Smoking is related to the severity of asthma. Smoking and exposure to smoke can increase airway inflammation and responsiveness, making severe asthma easier to develop in patients (Singh & Busse, 2006). Air pollution, such as carbon monoxide and organic carbon, increases the risk of exacerbation of asthma. Carbon monoxide is a primary component of cigarette smoke (Norris et al., 2000). Early smoking cessation is critical in controlling BA and preventing ARF.
Few studies have examined the relationship between serum albumin levels and ARF in BA patients. The risk of ARF and mechanical ventilation increases as admission albumin levels fall below the normal range in general patients (Thongprayoon et al., 2020). In our study, patients with low albumin BA had a higher risk of ARF. Albumin plays a role in maintaining lung function and asthma stability when air quality is poor. The non-enzymatic antioxidant and anti-inflammatory properties of unified albumin play a role in maintaining lung function (Khatri et al., 2014). This may be why BA patients with low serum albumin are more likely to develop ARF.
-*-*-
• _YOUR TASKS_:
1 > Using the asthma passage, decide whether each statement agrees with it: (a) carbon monoxide is a primary component of cigarette smoke; (b) many studies have looked at serum albumin levels and ARF in BA patients; (c) in the study, patients with low albumin BA had a lower risk of ARF. Answer yes or no for each and quote the words of the passage that settle it.
2 > In one to three sentences, explain why, according to the asthma passage, BA patients with low serum albumin may be more likely to develop ARF.

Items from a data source
-*-*-
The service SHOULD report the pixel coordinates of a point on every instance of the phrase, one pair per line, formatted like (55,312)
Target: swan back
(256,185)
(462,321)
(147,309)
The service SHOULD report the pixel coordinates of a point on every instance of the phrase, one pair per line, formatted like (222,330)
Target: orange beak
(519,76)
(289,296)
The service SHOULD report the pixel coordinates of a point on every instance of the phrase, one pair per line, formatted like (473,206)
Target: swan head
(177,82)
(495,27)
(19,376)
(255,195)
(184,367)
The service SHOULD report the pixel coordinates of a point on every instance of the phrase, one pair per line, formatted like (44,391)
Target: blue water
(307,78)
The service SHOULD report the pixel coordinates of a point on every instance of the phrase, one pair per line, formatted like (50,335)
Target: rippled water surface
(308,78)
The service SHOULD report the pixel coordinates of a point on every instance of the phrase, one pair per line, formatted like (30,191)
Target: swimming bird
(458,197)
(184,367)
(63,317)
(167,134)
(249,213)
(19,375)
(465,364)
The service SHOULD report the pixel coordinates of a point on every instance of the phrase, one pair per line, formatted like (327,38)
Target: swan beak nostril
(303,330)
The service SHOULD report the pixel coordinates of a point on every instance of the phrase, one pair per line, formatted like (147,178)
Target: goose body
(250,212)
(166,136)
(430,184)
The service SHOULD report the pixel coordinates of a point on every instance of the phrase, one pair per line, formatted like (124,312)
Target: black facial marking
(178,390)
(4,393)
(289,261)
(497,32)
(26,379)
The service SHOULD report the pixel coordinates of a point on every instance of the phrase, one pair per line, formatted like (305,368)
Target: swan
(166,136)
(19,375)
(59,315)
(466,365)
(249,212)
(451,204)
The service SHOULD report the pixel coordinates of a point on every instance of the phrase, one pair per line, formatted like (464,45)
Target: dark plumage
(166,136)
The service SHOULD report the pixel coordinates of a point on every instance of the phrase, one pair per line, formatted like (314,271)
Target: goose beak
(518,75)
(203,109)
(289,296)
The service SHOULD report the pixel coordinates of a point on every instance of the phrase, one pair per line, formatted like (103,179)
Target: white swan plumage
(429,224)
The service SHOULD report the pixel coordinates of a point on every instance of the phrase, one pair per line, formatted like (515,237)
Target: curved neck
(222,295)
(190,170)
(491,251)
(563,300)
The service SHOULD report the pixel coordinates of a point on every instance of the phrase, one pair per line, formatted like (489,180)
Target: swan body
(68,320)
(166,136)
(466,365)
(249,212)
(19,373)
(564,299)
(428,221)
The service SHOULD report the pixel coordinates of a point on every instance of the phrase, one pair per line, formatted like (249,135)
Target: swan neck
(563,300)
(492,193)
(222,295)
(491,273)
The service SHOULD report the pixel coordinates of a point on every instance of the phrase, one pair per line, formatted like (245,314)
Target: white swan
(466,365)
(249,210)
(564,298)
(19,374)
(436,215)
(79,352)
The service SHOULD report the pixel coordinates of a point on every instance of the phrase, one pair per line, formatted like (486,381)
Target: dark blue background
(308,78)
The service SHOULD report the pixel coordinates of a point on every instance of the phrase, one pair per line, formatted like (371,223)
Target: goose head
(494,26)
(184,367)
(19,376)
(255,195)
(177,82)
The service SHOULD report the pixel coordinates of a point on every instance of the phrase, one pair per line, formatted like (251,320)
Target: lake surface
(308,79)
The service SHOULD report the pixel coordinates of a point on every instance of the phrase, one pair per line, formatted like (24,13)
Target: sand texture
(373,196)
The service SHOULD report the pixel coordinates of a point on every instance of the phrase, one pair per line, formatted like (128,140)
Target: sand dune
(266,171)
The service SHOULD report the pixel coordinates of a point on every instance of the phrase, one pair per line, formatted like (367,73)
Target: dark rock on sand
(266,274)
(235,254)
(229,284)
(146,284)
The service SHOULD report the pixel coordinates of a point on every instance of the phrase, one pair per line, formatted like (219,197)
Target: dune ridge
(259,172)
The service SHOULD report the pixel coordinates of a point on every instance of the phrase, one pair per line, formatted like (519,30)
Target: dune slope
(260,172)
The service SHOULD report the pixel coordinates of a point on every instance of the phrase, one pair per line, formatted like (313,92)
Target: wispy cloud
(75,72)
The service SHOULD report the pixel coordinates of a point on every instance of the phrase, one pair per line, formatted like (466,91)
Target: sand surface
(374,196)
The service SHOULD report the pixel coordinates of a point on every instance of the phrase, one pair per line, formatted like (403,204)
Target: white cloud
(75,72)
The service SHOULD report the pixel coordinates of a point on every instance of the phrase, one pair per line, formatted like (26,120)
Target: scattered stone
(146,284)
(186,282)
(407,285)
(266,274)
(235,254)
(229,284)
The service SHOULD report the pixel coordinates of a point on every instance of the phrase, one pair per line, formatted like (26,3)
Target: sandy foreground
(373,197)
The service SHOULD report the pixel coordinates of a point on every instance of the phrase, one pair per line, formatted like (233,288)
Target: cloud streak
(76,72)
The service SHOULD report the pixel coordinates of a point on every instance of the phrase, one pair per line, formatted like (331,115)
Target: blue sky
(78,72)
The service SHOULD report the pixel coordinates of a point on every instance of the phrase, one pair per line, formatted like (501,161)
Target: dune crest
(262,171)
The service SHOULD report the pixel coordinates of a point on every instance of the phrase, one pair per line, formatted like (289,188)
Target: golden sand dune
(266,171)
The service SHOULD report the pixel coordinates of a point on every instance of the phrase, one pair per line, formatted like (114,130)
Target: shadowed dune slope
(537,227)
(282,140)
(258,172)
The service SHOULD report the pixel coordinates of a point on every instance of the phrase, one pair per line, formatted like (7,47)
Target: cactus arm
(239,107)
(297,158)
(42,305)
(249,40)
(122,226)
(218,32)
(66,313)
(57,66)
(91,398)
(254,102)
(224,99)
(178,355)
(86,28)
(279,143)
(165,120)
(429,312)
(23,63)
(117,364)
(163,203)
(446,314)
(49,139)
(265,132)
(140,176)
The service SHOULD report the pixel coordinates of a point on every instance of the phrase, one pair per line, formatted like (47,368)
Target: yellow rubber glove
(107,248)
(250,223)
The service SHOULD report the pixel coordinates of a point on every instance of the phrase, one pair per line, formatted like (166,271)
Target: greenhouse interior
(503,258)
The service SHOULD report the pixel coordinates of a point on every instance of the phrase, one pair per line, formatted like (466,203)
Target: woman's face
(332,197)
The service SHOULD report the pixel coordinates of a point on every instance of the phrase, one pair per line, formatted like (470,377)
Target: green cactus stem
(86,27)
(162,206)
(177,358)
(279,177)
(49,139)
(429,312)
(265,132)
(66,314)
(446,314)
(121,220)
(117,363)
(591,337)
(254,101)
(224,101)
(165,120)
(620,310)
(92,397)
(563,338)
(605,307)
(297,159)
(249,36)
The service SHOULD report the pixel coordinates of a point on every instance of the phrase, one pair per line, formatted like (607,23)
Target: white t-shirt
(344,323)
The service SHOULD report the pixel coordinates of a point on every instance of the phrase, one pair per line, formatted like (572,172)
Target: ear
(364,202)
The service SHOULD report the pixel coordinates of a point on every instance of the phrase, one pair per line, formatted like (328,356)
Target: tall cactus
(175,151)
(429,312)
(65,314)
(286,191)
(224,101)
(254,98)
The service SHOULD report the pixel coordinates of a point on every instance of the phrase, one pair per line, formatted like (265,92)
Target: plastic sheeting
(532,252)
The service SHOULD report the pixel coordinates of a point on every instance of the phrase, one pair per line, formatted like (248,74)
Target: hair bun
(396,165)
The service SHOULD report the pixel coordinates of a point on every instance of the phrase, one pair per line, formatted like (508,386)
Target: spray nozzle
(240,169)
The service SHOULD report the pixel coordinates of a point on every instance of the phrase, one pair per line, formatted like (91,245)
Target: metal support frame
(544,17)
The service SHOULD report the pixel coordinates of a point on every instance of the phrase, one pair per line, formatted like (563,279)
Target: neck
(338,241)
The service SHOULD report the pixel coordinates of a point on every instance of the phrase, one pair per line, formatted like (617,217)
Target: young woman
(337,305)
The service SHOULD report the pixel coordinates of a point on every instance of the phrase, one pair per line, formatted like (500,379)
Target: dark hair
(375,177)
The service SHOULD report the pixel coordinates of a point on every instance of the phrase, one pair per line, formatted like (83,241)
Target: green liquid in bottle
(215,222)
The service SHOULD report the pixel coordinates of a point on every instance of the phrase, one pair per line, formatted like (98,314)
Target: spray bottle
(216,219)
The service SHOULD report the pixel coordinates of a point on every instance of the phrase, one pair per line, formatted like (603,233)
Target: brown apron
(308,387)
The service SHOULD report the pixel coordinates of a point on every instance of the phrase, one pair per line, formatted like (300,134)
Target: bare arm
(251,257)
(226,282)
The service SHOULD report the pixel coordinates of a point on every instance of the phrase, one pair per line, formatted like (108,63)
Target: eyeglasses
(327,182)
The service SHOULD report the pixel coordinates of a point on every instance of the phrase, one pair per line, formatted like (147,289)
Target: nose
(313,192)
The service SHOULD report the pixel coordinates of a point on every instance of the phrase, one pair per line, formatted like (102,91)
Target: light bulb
-*-*-
• _ANSWERS BELOW_:
1 >
(a) Yes: "Carbon monoxide is a primary component of cigarette smoke."
(b) No: "Few studies have examined the relationship between serum albumin levels and ARF in BA patients."
(c) No: "In our study, patients with low albumin BA had a higher risk of ARF."

2 > Albumin has non-enzymatic antioxidant and anti-inflammatory properties that help maintain lung function. It also helps keep the lungs working and asthma stable when air quality is poor. With less albumin, patients have less of this protection, so they are more prone to ARF.